Content starts

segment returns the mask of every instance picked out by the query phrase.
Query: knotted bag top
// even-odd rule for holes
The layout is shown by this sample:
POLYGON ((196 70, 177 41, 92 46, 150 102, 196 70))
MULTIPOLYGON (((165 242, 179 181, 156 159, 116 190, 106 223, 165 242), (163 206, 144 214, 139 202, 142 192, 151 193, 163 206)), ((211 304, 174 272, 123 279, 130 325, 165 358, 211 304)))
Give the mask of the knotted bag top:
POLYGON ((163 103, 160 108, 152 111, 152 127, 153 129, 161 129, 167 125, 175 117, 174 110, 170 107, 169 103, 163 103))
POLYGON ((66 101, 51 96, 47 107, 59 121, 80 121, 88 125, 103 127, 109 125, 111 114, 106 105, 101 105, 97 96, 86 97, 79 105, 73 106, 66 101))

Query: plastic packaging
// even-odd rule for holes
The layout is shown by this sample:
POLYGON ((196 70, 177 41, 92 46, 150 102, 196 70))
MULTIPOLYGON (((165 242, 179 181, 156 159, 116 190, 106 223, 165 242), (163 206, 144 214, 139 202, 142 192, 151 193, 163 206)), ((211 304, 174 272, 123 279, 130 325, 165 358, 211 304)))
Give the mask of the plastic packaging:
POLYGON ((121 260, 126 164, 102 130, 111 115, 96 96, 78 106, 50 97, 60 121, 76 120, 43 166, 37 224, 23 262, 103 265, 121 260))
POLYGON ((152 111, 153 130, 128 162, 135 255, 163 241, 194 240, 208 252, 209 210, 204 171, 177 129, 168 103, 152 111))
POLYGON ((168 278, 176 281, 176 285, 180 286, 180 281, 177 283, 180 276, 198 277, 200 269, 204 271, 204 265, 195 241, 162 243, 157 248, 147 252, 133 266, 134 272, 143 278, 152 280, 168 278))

Content ends

* [WHAT THIS TASK INVOLVES] The line containing "Give the mask of the knotted" and all lines after it, to the end of the records, are to be output exactly and alone.

* [ANSWER TO THIS PROBLEM]
Give the mask of the knotted bag top:
POLYGON ((163 103, 160 108, 152 111, 152 127, 153 129, 161 129, 167 125, 175 117, 174 110, 170 107, 169 103, 163 103))
POLYGON ((66 101, 51 96, 47 107, 59 121, 80 121, 88 125, 103 127, 109 125, 111 114, 106 105, 101 105, 97 96, 86 97, 79 105, 73 106, 66 101))

Query: plastic packaging
// even-odd rule for holes
The layout is shown by this sample:
POLYGON ((196 70, 177 41, 92 46, 150 102, 196 70))
MULTIPOLYGON (((165 242, 179 181, 156 159, 116 190, 106 223, 165 242), (163 206, 144 214, 139 202, 142 192, 151 193, 163 206)), ((211 304, 174 272, 123 279, 130 325, 165 358, 211 304)))
Give the mask of the plastic packaging:
POLYGON ((121 260, 126 164, 102 130, 111 115, 96 96, 78 106, 50 97, 60 121, 76 120, 43 166, 37 224, 23 262, 103 265, 121 260))
POLYGON ((152 111, 153 130, 128 162, 135 255, 163 241, 194 240, 208 252, 209 210, 204 171, 177 129, 168 103, 152 111))
POLYGON ((168 278, 176 281, 176 285, 180 286, 180 281, 177 283, 180 276, 198 277, 200 269, 204 271, 204 265, 195 241, 162 243, 157 248, 147 252, 133 266, 134 272, 143 278, 152 280, 168 278))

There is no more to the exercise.